• **TASK**
Report each line in the rows below that contains the word "query".

(Position annotation records)
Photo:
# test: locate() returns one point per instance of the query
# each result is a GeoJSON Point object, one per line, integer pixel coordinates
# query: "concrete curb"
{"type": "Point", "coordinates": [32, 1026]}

==

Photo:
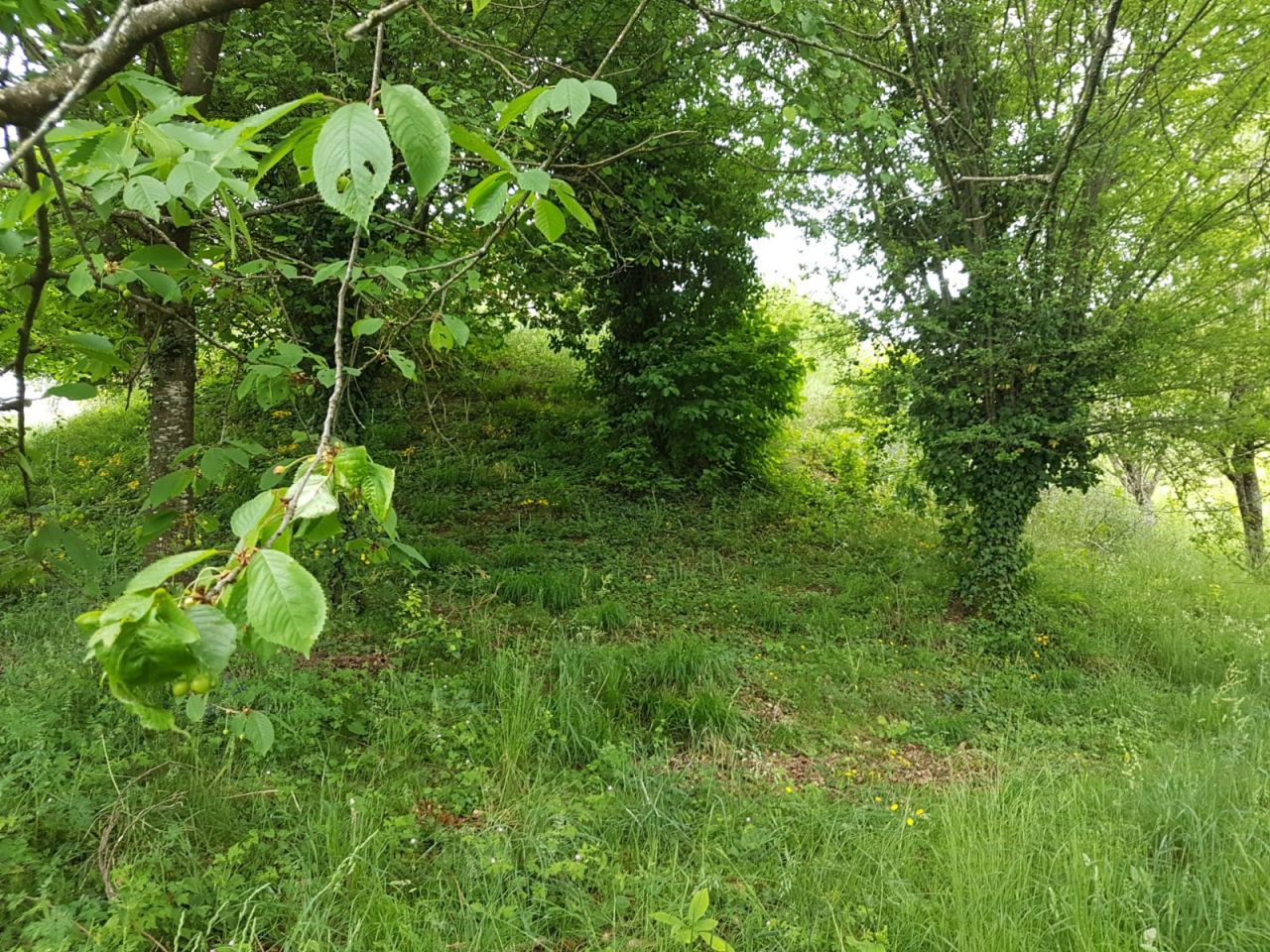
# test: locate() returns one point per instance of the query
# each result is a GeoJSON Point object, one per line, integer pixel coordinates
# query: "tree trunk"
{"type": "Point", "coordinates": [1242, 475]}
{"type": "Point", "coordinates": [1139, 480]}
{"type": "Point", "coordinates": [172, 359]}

• **EXERCISE ANSWER**
# test: locate() returns one point per instance of the query
# query: "concrete curb"
# test: locate() returns one point per instance of the query
# query: "tree trunk"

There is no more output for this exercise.